■ **RECORDS SHOWN**
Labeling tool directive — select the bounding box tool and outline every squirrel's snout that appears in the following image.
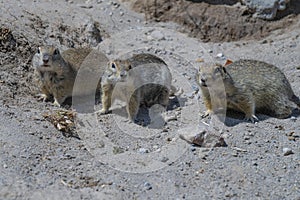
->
[43,54,49,64]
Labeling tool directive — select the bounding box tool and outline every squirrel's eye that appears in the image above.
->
[53,49,59,55]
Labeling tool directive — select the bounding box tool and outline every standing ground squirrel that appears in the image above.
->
[32,46,105,106]
[198,60,300,122]
[101,53,172,121]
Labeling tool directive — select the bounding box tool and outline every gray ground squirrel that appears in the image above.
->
[197,60,300,122]
[101,53,172,121]
[32,45,107,106]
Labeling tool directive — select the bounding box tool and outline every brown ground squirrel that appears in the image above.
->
[101,53,172,121]
[197,60,300,122]
[32,45,107,106]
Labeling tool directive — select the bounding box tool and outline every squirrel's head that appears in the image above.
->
[33,45,61,71]
[106,60,132,83]
[197,63,232,87]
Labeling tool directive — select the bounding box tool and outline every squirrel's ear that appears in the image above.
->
[110,62,116,69]
[53,48,59,55]
[222,66,227,74]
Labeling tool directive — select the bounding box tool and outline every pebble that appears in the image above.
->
[291,116,297,122]
[139,148,149,154]
[282,147,294,156]
[165,115,177,122]
[217,53,224,58]
[160,157,169,162]
[144,182,152,190]
[150,30,166,40]
[78,4,93,9]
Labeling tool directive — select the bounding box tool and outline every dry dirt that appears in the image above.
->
[0,0,300,200]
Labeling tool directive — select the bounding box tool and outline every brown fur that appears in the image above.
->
[101,54,172,120]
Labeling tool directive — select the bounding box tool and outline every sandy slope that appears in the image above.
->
[0,0,300,199]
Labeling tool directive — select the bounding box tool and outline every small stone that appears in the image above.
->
[231,151,238,157]
[78,4,93,9]
[282,147,294,156]
[190,146,196,152]
[165,115,177,122]
[217,53,224,58]
[148,30,166,41]
[160,157,169,162]
[244,135,250,140]
[144,182,152,190]
[139,148,149,154]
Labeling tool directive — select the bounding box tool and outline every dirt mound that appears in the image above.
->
[127,0,299,42]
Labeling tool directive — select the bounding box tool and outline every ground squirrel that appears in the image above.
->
[32,45,107,106]
[101,53,172,121]
[198,60,300,122]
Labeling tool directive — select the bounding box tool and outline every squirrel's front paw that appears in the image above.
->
[99,108,109,115]
[201,110,212,118]
[36,94,49,102]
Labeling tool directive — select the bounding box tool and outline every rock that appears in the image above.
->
[144,182,152,190]
[139,148,149,154]
[291,116,297,122]
[179,127,227,148]
[282,147,294,156]
[242,0,287,20]
[217,53,224,58]
[150,30,166,41]
[160,157,169,162]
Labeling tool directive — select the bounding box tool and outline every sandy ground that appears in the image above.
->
[0,0,300,199]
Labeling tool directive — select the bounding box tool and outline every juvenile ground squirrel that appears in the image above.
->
[101,53,172,121]
[198,60,300,122]
[32,45,108,106]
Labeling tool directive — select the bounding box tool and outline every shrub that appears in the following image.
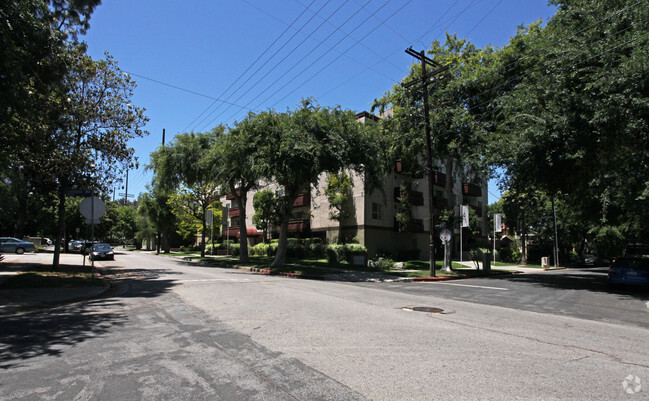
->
[374,258,394,270]
[344,244,367,263]
[325,244,343,264]
[286,238,306,259]
[307,242,327,259]
[500,248,521,263]
[397,249,421,262]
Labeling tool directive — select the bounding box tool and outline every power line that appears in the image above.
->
[123,71,252,108]
[183,0,316,131]
[191,0,331,131]
[271,0,412,112]
[218,0,382,121]
[318,0,475,99]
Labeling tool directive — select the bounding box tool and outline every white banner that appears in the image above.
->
[494,213,503,233]
[460,205,469,227]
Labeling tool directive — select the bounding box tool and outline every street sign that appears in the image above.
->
[494,213,503,233]
[460,205,469,227]
[65,189,92,198]
[79,196,106,222]
[439,228,451,243]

■ **DIRECTIONS**
Copy the rows again, starting at the line that has "shrub that appears in the following image." and stopping after the line that has "[397,249,421,262]". Change "outline" to "mark", keep everything else the same, and leave out the picture.

■ **RESULT**
Labeling tool directive — select the bounding box tool and mark every shrub that appears in the following image.
->
[374,258,394,270]
[344,244,367,263]
[325,244,343,264]
[286,238,306,259]
[307,242,327,259]
[500,248,521,263]
[397,249,421,262]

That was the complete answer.